**Work request:**
Every entry below should be returned exactly as it appears, with pictures left out.

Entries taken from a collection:
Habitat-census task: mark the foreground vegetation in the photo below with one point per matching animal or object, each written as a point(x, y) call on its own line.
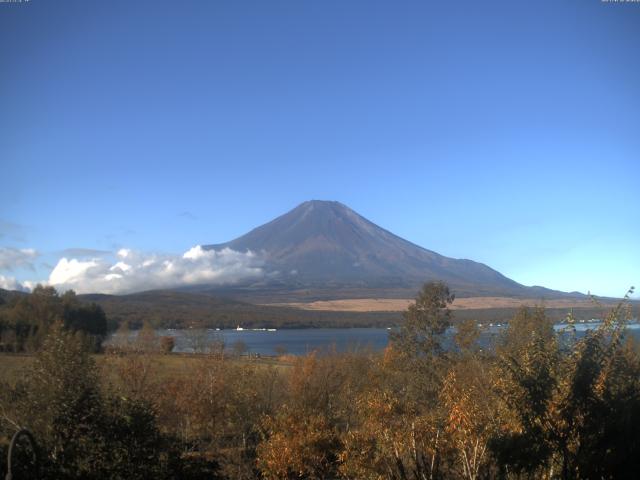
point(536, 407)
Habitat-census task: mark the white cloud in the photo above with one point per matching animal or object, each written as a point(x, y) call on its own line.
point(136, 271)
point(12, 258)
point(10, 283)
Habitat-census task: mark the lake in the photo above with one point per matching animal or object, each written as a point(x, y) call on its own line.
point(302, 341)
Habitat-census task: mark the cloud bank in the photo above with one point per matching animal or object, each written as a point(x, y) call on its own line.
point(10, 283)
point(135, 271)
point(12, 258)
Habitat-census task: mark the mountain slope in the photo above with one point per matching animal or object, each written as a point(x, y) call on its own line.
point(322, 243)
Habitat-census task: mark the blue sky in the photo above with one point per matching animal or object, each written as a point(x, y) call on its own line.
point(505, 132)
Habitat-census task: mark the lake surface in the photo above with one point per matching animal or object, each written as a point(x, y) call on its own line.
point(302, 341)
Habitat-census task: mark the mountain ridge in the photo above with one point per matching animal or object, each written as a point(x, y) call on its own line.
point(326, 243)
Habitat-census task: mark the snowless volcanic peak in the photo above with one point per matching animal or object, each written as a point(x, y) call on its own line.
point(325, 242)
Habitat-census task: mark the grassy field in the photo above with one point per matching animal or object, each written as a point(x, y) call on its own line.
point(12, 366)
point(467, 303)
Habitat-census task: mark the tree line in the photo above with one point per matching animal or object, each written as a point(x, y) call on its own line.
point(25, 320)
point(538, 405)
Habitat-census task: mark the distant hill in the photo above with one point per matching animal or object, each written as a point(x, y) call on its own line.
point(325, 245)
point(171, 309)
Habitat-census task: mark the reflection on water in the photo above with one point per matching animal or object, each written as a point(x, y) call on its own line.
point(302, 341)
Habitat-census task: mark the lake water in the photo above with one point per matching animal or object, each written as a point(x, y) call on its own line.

**Your solution:**
Habitat-census task: mark the foreground vegetation in the photo below with one point per matching animal or object, each written as a point(x, y) call on its own line.
point(536, 407)
Habitat-census task: mark the white cloud in the photo above with one point per matching animal or object, each written as a point(x, y) call on its own line.
point(136, 271)
point(12, 258)
point(10, 283)
Habitat-census task: mark the lake in the photo above with one point per matching animal or object, each written as a point(x, y) call on its own line.
point(302, 341)
Habitat-census task: mark the cloud bank in the photo above with one point per matching animal or object, each written as a point(x, y) call on its own line.
point(10, 283)
point(135, 271)
point(12, 258)
Habitat-census task: mark the mountain slope in the photo above with one point per matching animal or object, each written as a point(x, y) call on its own line.
point(322, 243)
Habitat-census task: mark the blue sky in the photo above with one point per matching animal or object, each written as a point(x, y) call on its own line.
point(505, 132)
Habitat-census task: mark the lake surface in the photo above with one point per matching animal or object, each written as a point(x, y) call on its own line.
point(302, 341)
Habitat-census task: mark the mountain ridge in the photo above with one point per matching animal or object, each written as a point(x, y) call on its own line.
point(326, 243)
Habitat-census task: mark the snowless volcanic peak in the photo above with one point per matching animal or object, each written as a point(x, y) call on its own line.
point(325, 242)
Habitat-census task: mark the grassy field in the photo above with one point per matching animal or object, each written as a point(x, y) call on its own line.
point(12, 366)
point(467, 303)
Habitat-census task: mark the tree line in the photo above with one point per matching animal or object, each written as a point(x, y) call on its own line.
point(25, 320)
point(538, 405)
Habitat-census task: mark the distant hill in the photo above with one point per matching animal or object, each written as a point(x, y) call on its own line.
point(325, 245)
point(171, 309)
Habitat-census task: mark the reflection on water in the photo above with one point per matching animal or object, each written as a point(x, y) call on its own line.
point(302, 341)
Habitat-census task: mark the lake water in the photo above with one point per matching animal or object, each written as a point(x, y) call on its own line.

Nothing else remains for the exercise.